▶ [TASK PROMPT]
Can you turn the entries from the line containing "white altar cloth." through the line containing "(275, 1045)" into a two-column CSV with columns named entry_text and answer, one row per entry, putting the entry's text and its answer each in a single quoted field with any line breaks replaced by spaces?

▶ [SOURCE MATERIAL]
__________

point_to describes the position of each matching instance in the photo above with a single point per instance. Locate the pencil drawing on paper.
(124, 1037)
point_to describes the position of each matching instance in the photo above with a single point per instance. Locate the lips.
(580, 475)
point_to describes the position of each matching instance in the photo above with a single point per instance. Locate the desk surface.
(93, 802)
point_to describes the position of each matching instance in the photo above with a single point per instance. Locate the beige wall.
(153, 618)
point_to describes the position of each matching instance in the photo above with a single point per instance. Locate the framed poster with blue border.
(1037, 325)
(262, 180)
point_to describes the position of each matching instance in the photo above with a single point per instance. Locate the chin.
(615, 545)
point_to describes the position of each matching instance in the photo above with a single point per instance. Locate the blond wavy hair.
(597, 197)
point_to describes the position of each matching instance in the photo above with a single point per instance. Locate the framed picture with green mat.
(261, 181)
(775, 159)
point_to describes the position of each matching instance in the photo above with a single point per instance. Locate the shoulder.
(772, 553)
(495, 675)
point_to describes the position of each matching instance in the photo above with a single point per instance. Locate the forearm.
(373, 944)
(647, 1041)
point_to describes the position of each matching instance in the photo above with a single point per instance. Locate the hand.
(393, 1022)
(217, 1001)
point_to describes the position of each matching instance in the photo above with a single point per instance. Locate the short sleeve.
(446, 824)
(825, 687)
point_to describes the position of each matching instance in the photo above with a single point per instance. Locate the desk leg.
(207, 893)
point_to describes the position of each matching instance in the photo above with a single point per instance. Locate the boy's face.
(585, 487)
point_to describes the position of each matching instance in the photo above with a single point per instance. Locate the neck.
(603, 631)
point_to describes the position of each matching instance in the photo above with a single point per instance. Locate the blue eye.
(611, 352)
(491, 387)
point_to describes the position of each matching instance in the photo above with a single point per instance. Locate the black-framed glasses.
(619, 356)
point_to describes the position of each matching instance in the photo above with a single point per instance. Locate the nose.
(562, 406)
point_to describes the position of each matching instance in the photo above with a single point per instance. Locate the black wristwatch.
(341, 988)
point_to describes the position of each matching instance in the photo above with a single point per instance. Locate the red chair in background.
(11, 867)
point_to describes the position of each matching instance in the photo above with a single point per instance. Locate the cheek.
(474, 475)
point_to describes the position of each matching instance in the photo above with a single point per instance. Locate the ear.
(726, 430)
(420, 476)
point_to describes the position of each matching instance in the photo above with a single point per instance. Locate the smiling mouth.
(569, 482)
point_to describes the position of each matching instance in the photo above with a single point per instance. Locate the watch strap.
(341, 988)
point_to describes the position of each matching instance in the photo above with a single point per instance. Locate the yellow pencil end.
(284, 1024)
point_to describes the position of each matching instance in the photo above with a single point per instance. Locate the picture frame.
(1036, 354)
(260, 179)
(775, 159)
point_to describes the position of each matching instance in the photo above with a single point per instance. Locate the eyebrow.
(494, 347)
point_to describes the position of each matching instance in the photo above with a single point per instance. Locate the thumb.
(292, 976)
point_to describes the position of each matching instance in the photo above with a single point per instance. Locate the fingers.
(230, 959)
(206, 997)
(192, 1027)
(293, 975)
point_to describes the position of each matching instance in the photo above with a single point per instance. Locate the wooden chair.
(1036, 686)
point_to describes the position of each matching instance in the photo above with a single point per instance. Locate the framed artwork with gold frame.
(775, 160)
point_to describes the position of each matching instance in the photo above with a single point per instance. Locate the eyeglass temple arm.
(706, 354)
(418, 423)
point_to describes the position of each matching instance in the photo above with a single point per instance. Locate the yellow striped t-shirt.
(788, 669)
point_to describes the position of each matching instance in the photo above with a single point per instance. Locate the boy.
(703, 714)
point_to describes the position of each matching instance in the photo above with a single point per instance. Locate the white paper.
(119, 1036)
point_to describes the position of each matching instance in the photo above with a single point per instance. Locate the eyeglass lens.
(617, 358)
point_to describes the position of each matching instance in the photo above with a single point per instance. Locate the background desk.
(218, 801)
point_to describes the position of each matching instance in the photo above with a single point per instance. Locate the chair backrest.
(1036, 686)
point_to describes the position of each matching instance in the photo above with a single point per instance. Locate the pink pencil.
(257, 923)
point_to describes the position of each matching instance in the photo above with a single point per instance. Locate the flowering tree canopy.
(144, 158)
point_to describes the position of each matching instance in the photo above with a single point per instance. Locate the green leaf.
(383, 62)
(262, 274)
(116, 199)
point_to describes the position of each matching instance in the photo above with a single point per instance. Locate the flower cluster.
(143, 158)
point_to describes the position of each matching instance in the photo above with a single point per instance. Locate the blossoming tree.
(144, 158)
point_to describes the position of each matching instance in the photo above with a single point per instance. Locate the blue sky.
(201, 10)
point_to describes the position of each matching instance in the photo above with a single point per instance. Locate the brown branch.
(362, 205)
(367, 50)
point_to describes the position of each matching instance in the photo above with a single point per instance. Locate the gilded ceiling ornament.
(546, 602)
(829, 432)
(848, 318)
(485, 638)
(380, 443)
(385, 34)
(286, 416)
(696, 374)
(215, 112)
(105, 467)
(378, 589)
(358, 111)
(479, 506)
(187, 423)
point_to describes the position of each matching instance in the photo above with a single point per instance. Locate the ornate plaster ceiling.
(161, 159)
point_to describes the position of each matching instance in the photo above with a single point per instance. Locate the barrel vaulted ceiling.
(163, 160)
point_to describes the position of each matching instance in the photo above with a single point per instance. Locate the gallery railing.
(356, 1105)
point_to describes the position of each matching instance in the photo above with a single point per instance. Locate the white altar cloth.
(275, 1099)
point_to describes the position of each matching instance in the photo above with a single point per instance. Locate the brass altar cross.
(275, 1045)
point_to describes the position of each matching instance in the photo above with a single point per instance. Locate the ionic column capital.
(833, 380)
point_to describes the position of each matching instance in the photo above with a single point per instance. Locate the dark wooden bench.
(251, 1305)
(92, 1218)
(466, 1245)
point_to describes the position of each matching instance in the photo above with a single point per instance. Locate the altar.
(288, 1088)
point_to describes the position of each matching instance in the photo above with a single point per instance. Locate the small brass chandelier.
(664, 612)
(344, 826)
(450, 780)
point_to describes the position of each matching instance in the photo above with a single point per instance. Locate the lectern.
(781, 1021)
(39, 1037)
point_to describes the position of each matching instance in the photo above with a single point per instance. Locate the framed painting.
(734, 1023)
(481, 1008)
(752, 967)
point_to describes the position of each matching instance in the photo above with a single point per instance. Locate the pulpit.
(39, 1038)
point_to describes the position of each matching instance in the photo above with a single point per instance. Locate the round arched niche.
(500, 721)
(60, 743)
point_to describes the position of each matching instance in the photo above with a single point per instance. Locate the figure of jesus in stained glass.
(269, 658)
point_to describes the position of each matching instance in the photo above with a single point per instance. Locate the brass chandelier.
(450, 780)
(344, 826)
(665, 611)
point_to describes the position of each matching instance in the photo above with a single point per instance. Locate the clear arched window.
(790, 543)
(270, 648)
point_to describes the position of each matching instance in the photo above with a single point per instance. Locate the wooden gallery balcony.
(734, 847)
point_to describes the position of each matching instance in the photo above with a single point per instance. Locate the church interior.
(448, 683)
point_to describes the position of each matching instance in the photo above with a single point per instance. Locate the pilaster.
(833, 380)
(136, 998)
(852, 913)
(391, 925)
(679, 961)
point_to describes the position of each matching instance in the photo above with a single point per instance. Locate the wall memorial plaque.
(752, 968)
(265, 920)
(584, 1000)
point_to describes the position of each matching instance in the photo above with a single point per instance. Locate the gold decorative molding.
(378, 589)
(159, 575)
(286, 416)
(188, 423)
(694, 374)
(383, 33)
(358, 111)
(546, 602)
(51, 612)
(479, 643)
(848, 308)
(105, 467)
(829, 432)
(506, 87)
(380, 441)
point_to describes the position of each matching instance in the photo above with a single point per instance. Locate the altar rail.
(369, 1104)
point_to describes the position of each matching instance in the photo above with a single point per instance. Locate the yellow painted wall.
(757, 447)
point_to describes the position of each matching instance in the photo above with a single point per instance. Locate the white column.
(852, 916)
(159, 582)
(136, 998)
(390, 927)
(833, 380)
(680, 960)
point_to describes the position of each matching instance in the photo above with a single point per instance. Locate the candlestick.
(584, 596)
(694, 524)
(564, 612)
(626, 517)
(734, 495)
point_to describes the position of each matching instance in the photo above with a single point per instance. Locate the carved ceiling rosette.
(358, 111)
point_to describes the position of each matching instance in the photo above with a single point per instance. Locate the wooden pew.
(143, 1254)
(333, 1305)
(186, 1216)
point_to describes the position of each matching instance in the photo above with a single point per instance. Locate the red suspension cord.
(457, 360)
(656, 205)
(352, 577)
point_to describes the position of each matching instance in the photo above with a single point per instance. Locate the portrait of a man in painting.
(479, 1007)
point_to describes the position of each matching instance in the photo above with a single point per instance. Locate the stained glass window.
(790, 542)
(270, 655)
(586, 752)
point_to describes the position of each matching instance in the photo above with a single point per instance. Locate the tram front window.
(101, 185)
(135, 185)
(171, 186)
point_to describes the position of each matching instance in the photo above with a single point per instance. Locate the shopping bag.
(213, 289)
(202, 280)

__________

▶ [FINISHED TASK]
entry_text,answer
"point_to describes the position of each matching instance in the photo above with a single point per instance. Locate the white altar cloth.","(275, 1099)"
"point_to describes the position of each matching instance in the photo above with a single point per instance. Locate the brass altar cross.","(275, 1045)"